_Latihan 1_
Tuliskan kembali catatan dari baris yang memuat "Wildlife camera-trap request: tag the snow" hingga akhir catatan, dengan "snow clump" diganti menjadi "snow mound" dan bagian lainnya tidak diubah.

BAB I
PENDAHULUAN



Dalam kehidupan bertetangga, bermasyarakat, berbangsa maupun bernegara kita sebagai umat yang senantiasa bersosialisasi, berinteraksi dengan yang lainnya, khususnya umat muslim, sudah sepantasnya kita menmpilkan akhlak mulia yang telah dicontohkan oleh Rasulullah saw dan para sahabat beliau yang diridloi oleh Allah swt. Berperilaku/berakhlak mulia di dalam bertetangga sangat perlu untuk direalisasikan dalam kehidupan sehari-hari.
Sebagai sesama umat yang seakidah kita perlu menjaga keharmonisan persaudaraan yang didasarkan atas kesamaan di dalam berkeyakinan. Islam mengajarkan agar kita selalu menampilkan kemuliaan akhlak dalam tetangga. Di samping itu kita juga harus menampilkan akhlak yang mulia di dalam kehidupan bermasyarakat, berbangsa dan bernegara.

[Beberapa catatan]
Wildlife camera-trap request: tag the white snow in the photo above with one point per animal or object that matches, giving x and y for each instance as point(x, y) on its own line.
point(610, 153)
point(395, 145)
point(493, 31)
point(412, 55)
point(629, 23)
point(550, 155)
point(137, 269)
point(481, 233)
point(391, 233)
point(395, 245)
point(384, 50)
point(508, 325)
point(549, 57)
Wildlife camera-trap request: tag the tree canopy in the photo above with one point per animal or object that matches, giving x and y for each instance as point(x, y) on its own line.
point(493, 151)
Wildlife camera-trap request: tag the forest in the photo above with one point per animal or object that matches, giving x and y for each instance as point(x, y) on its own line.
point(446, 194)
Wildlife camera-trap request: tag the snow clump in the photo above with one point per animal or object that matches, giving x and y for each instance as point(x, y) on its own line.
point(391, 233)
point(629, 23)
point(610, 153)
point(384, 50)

_Latihan 2_
Menurut pendahuluan tentang akhlak bertetangga itu, siapa yang telah mencontohkan akhlak mulia?

_Jawaban Tugas 1_
Wildlife camera-trap request: tag the snow mound in the photo above with one point per animal or object that matches, giving x and y for each instance as point(x, y) on its own line.
point(391, 233)
point(629, 23)
point(610, 153)
point(384, 50)

_Jawaban Tugas 2_
Rasulullah saw dan para sahabat beliau.